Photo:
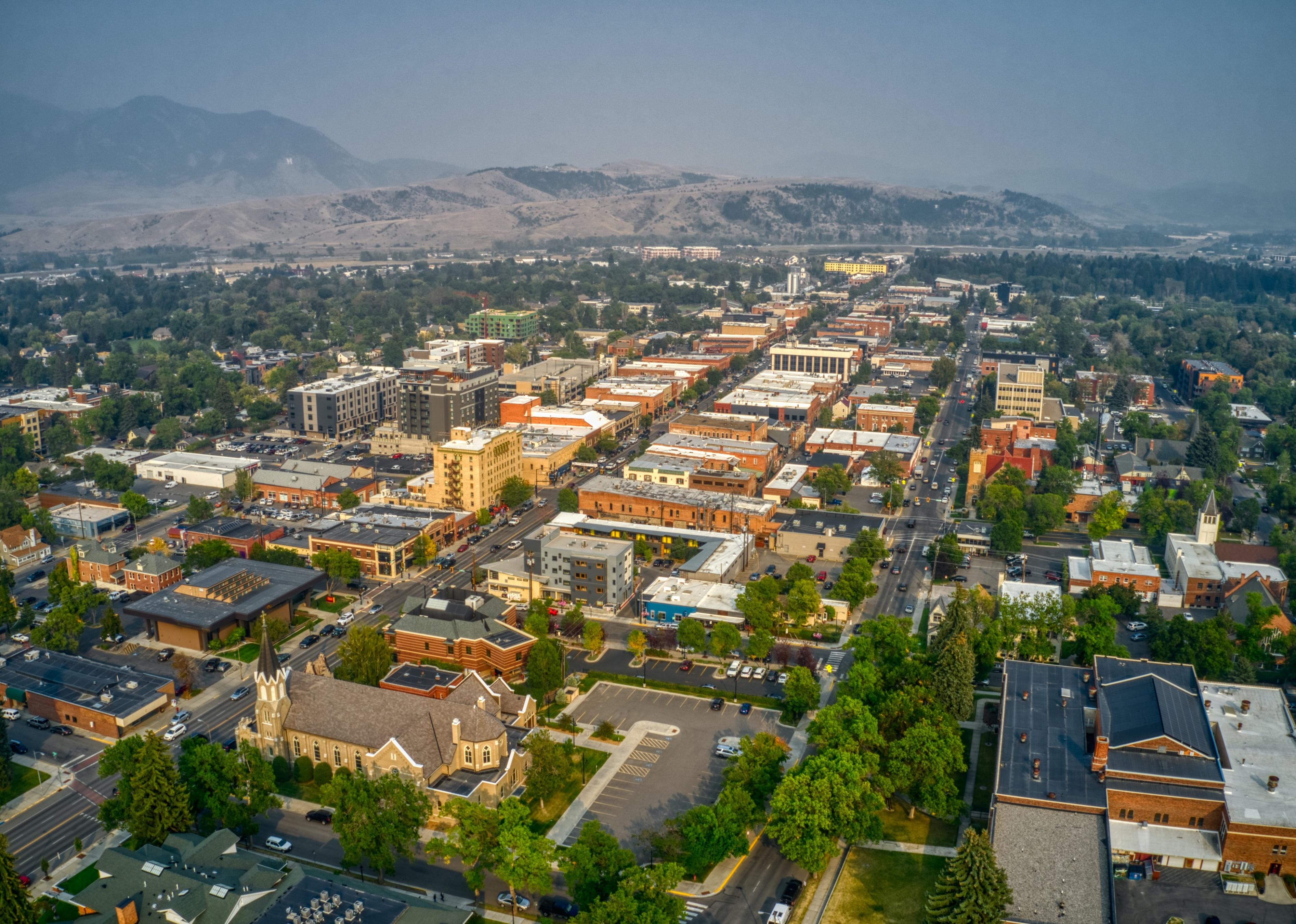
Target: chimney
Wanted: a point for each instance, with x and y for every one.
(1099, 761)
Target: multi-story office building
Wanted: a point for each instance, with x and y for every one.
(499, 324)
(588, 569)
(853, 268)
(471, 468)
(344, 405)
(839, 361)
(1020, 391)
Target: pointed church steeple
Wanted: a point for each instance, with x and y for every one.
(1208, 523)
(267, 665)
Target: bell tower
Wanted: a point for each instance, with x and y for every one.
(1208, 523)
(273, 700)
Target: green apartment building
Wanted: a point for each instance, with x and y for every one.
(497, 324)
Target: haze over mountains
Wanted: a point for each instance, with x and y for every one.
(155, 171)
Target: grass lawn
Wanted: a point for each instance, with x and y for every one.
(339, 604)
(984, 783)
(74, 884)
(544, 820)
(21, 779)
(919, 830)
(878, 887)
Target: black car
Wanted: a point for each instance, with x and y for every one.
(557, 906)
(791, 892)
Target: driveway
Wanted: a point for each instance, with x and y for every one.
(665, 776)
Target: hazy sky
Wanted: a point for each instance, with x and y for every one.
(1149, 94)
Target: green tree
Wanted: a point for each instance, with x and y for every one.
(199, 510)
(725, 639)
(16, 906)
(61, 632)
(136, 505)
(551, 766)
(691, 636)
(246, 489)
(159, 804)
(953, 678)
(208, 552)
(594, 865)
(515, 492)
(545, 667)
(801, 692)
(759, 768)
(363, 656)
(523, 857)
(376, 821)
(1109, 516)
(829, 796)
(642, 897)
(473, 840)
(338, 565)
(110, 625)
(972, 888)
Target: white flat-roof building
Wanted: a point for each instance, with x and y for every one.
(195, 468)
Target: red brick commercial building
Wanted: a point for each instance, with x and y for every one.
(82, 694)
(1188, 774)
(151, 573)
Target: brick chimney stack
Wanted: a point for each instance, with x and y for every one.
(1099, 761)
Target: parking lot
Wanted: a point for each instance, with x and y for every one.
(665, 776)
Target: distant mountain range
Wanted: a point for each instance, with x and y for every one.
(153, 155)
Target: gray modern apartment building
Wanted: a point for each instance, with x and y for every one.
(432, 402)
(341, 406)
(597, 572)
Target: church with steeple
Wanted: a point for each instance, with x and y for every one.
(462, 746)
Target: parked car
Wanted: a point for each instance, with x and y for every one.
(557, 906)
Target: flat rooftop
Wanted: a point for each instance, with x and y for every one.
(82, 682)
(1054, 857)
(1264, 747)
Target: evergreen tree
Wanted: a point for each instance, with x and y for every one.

• • • • • • •

### TASK DESCRIPTION
Your reply must match the data above line for line, except that it holds no pictures.

### RESPONSE BELOW
Photo:
Target: chimney
Wanted: a point for each instance, with x and y for every one.
(1099, 761)
Target: multi-story office building
Wanted: a point for each instance, with x and y for every one.
(499, 324)
(588, 569)
(853, 268)
(471, 468)
(344, 405)
(839, 361)
(1020, 391)
Target: pointed church steeple
Wanted: a point for each instance, with x and y for every one.
(1208, 523)
(267, 665)
Target: bell tower
Wanted: a point for each instance, with x and y for every one.
(1208, 523)
(273, 700)
Target: green apartment building
Wanted: a point for each instance, with x and y for every one.
(497, 324)
Target: haze over mountains
Wanted: a point for each instance, with x and y for every one.
(155, 171)
Target: grass lawn
Wanted: a point for each instance, with x and y for every one.
(339, 604)
(984, 783)
(74, 884)
(544, 820)
(21, 779)
(919, 830)
(878, 887)
Target: black car
Wanted: a point for each instance, with x and y for every one.
(557, 906)
(791, 892)
Target: driveway
Wanted: a point for each instance, with x and y for every one.
(665, 776)
Target: hazy sky
Wanted: a point for each instance, with x and y for every one.
(1149, 94)
Target: green tree
Wanted: a point for each instance, with x and y for every one.
(199, 510)
(725, 639)
(16, 906)
(61, 632)
(136, 505)
(551, 766)
(691, 636)
(246, 489)
(159, 804)
(953, 678)
(208, 552)
(594, 865)
(515, 492)
(545, 667)
(801, 692)
(759, 768)
(363, 656)
(523, 857)
(376, 821)
(1109, 516)
(829, 796)
(642, 897)
(473, 840)
(338, 565)
(110, 625)
(972, 888)
Target: white flat-roof building
Wanted: a point for each instance, with x and y for every one.
(195, 468)
Target: red brick commercial building
Wanted: a point for each instance, with x and y for every one.
(82, 694)
(1188, 774)
(151, 573)
Target: brick chimney stack
Wanted: a point for each instance, with x and y for every one.
(1099, 761)
Target: parking lot
Wanted: a point for each instance, with x and y for every one.
(665, 776)
Target: distant mountain range
Wanted: a point for each instance, with x and y for every one.
(153, 155)
Target: gray modern apartment building
Wanted: a point for each instance, with x and y for every one.
(432, 402)
(341, 406)
(597, 572)
Target: church with steeple
Wanted: a point for each instance, with x and y for every one.
(462, 746)
Target: parked car
Wanted: a point for each instance, with x and y for every one.
(557, 906)
Target: flat rooftop
Wanted: a point for each instance, with x and y for every one.
(82, 682)
(1054, 857)
(1264, 747)
Target: evergreen tree
Wanted: a point for each instance, with x and y for every one.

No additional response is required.